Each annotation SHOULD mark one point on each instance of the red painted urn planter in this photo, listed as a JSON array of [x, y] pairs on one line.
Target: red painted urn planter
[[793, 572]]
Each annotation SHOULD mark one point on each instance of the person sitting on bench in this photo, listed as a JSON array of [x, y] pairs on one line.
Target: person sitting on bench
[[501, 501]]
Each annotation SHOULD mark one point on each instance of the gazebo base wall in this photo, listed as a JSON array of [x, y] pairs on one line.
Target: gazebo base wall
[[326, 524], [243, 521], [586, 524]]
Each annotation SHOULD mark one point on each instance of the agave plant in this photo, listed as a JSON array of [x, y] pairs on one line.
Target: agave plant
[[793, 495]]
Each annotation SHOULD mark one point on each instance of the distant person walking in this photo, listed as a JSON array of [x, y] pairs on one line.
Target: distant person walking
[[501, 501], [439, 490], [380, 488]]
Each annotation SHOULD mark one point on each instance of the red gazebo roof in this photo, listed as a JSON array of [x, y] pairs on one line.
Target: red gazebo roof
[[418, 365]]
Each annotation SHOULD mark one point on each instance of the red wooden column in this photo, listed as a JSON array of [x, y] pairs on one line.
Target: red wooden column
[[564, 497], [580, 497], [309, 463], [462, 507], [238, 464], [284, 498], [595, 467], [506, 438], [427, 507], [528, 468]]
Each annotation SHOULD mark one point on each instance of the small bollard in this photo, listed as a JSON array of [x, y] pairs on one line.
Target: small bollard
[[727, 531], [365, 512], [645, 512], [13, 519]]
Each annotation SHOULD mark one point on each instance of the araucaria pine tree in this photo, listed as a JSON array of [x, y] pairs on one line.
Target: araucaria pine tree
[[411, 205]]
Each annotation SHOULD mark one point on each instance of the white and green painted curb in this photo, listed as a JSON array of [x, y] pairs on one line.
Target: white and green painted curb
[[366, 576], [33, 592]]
====================
- [TO BE DONE]: Copy every row above word for word, from the first through the last.

- [EXPECTED ANSWER]:
Each annotation SHOULD mark one point on each instance of the red painted urn planter in this photo, listed as a JSON array of [x, y] pairs on one line.
Target: red painted urn planter
[[793, 572]]
Each annotation SHOULD mark one point on each instance of the person sitting on bench in this photo, listed as a JSON array of [x, y] pairs on one line.
Target: person sitting on bench
[[501, 501]]
Each annotation SHOULD mark one point on each instance of the gazebo base wall in this photo, listed as a JSON array of [x, y] pairs on one line.
Target: gazebo base wall
[[326, 524], [243, 521], [586, 524]]
Each annotation SHOULD mark one point on each instance of the agave plant in this photo, listed as a JSON array of [x, y] pairs on one line.
Target: agave plant
[[793, 495]]
Each annotation SHOULD mark one point on each instance of the distant person walking in this photo, listed as a JSON array of [x, y] pairs on one line.
Target: distant person walking
[[501, 501], [439, 490], [380, 488]]
Each annotation SHOULD mark one point on each instance of the red gazebo roof in this photo, listed as a JSON array of [x, y] pairs on one line.
Target: red gazebo roof
[[418, 365]]
Each annotation SHOULD mark one point on each instance of the red wooden column in this photo, listed as a JSON array of [x, y] pairs on one line.
Target: red wooden column
[[564, 497], [580, 497], [309, 463], [462, 507], [238, 464], [284, 498], [595, 467], [506, 438], [427, 507], [528, 468]]
Each annotation SHOULD mark one point on each instance of the small bollard in this photo, listed as a JSON array of [x, y] pairs on one line.
Target: small bollard
[[727, 531], [365, 512], [645, 512], [13, 519]]
Each annotation SHOULD mark one point on each instance of the araucaria pine tree in this photo, listed as a JSON array of [x, y] pairs on one line.
Target: araucaria pine tree
[[411, 205]]
Each annotation SHOULD mark one point on each instance of the white and green painted curb in this photo, listed as a JSON array of [x, y] pairs on one line.
Target: white and green painted curb
[[366, 576], [33, 592]]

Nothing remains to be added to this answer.